### Required tasks
a) In the book review, which countries are named as places where the confessants' stories in The Beguiling are set?
b) Could you copy the book review word for word, everything from "If this were" down to "and accumulate barnacles."?
c) Answer these questions from the book review:
(i) Who was Lucy's favourite person growing up?
(ii) For how many years into her future do we follow Lucy?
(iii) What do you run into when you flee from a wolf?
==== Excerpt provided ====
If this were merely another story of domestic or maternal discontent, there would be little point in dredging back through it all as if dragging a lake for a long-decomposed body. Oh, wretched me oh my, first-world problems, smart women bad choices, blah blah blah. Leave it to the fishes, the bottom-dwellers with their prickly whiskers. Leave the bones in peace to settle into the silt and accumulate barnacles.
Lucy's favourite person growing up was her cousin Zoltán – a soft-bodied, perennially friend-zoned lover of old movies and all around good boy – and shortly after Kinkos, the laughing yoga instructor, the Thing and its aftermath, strangers started approaching Lucy and telling her their darkest secrets: some criminal, some merely embarrassing, Lucy somehow becoming “a confession magnet, a lay confessor. A flesh-and-blood Wailing Wall.” Whereas Gartner's earlier book was (as I remember) a collection of strange stories centered on Canadian suburbia, the stories that the confessants share in The Beguiling are more global: still strange, still plenty of Canadiana, but also set in places like Denmark, Ireland, and Australia, too. We follow along with Lucy for thirteen years into her future, witnessing how the confessions – as much as she grows to crave them – disrupt her life, and despite me not wanting to give away any spoilers, I think I can add how delighted I was when the ending made me reconsider everything that had happened up to that point.
“If you love something, let it go. If it comes back, it's yours. If it doesn't, it never was.” Maybe it's like that with unicorns and boyfriends, but words, once loosed into the world, become wild animals. When you flee from a wolf, you run into a bear.
==== Given data ====
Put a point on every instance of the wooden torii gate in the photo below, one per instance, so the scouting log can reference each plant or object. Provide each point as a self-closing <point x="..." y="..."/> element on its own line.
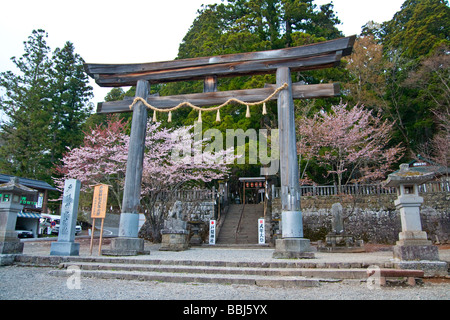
<point x="282" y="62"/>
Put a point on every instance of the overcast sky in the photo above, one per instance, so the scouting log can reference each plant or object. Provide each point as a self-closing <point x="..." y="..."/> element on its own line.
<point x="133" y="31"/>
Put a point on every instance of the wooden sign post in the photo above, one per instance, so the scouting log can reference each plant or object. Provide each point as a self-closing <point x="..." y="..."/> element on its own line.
<point x="99" y="211"/>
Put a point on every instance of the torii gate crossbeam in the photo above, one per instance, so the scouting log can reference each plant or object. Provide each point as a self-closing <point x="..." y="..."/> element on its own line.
<point x="282" y="62"/>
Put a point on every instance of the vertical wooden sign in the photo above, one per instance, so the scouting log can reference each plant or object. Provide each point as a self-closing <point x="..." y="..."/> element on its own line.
<point x="99" y="211"/>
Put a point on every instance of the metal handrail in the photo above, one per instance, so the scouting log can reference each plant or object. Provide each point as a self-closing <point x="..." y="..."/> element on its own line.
<point x="239" y="223"/>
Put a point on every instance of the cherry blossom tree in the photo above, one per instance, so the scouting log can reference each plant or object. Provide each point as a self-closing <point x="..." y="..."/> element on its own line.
<point x="352" y="144"/>
<point x="103" y="158"/>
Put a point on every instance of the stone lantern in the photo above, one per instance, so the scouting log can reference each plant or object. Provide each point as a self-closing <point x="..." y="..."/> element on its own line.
<point x="413" y="244"/>
<point x="11" y="195"/>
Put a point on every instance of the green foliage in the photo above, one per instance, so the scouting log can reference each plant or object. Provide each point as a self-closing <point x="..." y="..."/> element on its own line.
<point x="46" y="103"/>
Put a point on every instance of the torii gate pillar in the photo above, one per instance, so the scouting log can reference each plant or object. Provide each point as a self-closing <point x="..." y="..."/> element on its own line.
<point x="128" y="242"/>
<point x="292" y="244"/>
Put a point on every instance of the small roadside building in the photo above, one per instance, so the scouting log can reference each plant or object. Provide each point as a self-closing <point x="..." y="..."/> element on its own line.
<point x="28" y="218"/>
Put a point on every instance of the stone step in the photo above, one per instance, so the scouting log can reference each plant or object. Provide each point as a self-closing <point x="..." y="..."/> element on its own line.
<point x="147" y="260"/>
<point x="271" y="281"/>
<point x="261" y="274"/>
<point x="291" y="272"/>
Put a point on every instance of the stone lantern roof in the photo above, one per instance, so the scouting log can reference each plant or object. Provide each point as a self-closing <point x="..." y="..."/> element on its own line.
<point x="407" y="175"/>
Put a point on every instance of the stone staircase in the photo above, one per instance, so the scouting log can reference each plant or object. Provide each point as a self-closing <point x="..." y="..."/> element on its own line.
<point x="272" y="274"/>
<point x="245" y="232"/>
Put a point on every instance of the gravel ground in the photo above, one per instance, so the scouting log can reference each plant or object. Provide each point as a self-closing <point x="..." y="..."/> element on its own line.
<point x="32" y="283"/>
<point x="35" y="283"/>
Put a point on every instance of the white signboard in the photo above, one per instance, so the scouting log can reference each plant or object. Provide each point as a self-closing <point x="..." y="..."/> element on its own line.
<point x="261" y="232"/>
<point x="212" y="232"/>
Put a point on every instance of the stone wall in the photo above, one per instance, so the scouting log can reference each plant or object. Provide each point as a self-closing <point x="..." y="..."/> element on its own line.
====
### Solutions below
a) Denmark, Ireland, and Australia.

b)
If this were merely another story of domestic or maternal discontent, there would be little point in dredging back through it all as if dragging a lake for a long-decomposed body. Oh, wretched me oh my, first-world problems, smart women bad choices, blah blah blah. Leave it to the fishes, the bottom-dwellers with their prickly whiskers. Leave the bones in peace to settle into the silt and accumulate barnacles.

c)
(i) Her cousin Zoltán.
(ii) Thirteen years.
(iii) A bear.